═══ Selected extract ═══

Low-pressure differential sensor for controlled environments
The NXP MPXC2012DT1 is a piezoresistive differential pressure sensor built around a Wheatstone bridge output. It is designed for low-pressure sensing applications at 1.45 PSI (10 kPa) full-scale, with a millivolt-level output spanning 0 mV to 25 mV when excited at 10 V. The temperature-compensated die and barbless port make it a fit for clean, dry gas measurement in indoor equipment — think HVAC filter monitoring, air-flow sensing in medical ventilators, or pressure drop across a HEPA filter. The narrow 15°C to 40°C operating range tells you this is not a part for an engine compartment or a rooftop telecom cabinet; it belongs on a controlled-environment PCB.
What the 0 mV to 25 mV output means for your signal chain
At 10 V excitation the full-scale output is only 25 mV. That is a tiny signal — you will need an instrumentation amplifier with a gain of 100 to 200 to bring it into the 0–5 V range of a typical ADC. The bridge output is ratiometric: if your supply drifts, the output drifts with it, so a precision reference for the ADC is worth the board space. The temperature compensation is built in, but it is only specified over the 15°C to 40°C band; outside that window the offset and span will walk.

═══

Required work:
• 1. Decide whether each statement below agrees with the sensor text, answering yes or no and quoting the exact words from the text that settle it: (a) At 10 V excitation the sensor's full-scale output is 25 mV. (b) The sensor is suited to an engine compartment. (c) The built-in temperature compensation is specified over the 15°C to 40°C band.
• 2. Continue the sensor text, starting right after its last sentence.
The items that follow are taken from a separate source and are unrelated to the sensor text.

═══ Data to examine ═══

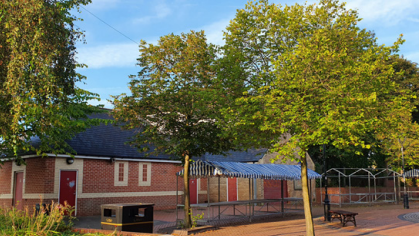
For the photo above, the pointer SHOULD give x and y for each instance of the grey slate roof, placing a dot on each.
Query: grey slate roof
(111, 141)
(252, 155)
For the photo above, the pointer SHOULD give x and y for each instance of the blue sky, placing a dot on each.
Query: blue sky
(111, 57)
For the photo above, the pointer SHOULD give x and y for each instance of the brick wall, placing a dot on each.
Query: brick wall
(91, 206)
(39, 175)
(97, 178)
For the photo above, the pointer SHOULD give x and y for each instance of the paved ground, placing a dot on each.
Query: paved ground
(373, 220)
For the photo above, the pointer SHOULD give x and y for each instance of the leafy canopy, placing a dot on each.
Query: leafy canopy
(38, 94)
(321, 78)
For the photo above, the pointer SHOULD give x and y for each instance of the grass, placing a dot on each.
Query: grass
(55, 220)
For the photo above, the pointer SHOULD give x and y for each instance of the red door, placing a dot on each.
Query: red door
(272, 189)
(17, 201)
(68, 187)
(193, 191)
(232, 189)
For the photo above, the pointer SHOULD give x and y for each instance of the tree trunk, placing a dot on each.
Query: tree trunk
(306, 197)
(187, 208)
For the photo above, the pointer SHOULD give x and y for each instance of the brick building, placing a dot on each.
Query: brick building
(107, 170)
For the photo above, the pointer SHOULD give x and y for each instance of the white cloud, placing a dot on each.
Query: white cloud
(103, 102)
(111, 55)
(160, 10)
(102, 4)
(388, 12)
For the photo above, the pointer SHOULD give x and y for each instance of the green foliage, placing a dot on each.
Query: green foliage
(181, 224)
(172, 103)
(20, 222)
(38, 94)
(321, 78)
(171, 99)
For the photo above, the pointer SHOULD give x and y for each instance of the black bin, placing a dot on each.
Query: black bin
(133, 217)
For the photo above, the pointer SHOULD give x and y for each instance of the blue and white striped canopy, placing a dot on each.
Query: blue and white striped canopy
(202, 169)
(412, 173)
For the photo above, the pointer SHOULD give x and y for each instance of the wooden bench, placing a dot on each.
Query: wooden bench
(343, 216)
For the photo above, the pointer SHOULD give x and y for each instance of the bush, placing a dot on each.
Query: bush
(55, 220)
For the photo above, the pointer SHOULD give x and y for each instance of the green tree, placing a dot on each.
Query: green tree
(38, 94)
(318, 77)
(172, 103)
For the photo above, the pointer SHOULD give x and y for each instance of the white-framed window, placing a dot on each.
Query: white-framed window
(121, 173)
(144, 174)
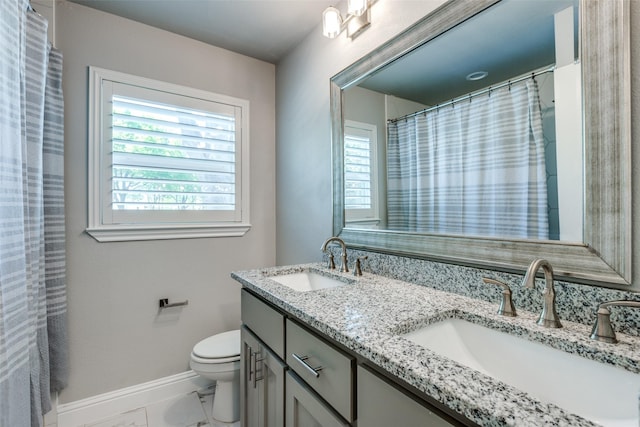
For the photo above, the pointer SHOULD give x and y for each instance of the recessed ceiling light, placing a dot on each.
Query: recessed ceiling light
(477, 75)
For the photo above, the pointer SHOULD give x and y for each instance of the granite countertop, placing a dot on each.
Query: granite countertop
(369, 315)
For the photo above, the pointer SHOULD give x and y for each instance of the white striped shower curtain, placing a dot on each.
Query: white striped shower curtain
(33, 337)
(475, 168)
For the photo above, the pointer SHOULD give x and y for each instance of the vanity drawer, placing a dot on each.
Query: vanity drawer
(264, 320)
(323, 367)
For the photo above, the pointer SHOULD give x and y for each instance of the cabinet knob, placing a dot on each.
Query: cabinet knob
(303, 361)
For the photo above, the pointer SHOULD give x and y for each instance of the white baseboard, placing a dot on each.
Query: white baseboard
(95, 408)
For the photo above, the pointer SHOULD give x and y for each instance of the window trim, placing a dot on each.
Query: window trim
(105, 232)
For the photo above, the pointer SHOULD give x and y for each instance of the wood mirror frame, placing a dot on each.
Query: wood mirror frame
(604, 257)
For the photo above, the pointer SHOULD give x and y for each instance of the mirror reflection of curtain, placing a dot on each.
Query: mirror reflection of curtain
(33, 335)
(474, 168)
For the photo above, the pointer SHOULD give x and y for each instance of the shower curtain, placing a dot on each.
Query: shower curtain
(33, 340)
(475, 168)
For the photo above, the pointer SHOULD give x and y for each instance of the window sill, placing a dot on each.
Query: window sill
(124, 233)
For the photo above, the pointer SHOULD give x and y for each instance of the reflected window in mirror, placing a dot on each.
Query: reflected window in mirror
(361, 173)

═══

Exercise results:
• 1.
(a) Yes: "At 10 V excitation the full-scale output is only 25 mV."
(b) No: "this is not a part for an engine compartment or a rooftop telecom cabinet"
(c) Yes: "it is only specified over the 15°C to 40°C band"

• 2.
Package and mounting — through-hole 4-SSIP
The MPXC2012DT1 comes in a 4-pin single-in-line (4-SSIP) module with PC-pin termination for through-hole mounting. The barbless port means there are no barbs for push-on tubing — you will need a compression fitting or a glued nipple for the air line. The port style and the thin, narrow package are sized for PCB edge mounting, with the pressure port facing off the board edge. No surface-mount option exists for this part; it is a hand-insert or wave-solder-only device.
Lifecycle and compliance
The MPXC2012DT1 carries an Active lifecycle status from NXP and is ROHS3 compliant. For new designs this is a safe call, though the narrow temperature range means you should verify the ambient conditions in the end product stay inside the 15°C to 40°C window. No official second-source or pin-compatible equivalent is listed; if you need dual sourcing, you will be qualifying an alternate package or signal-conditioning circuit on your own.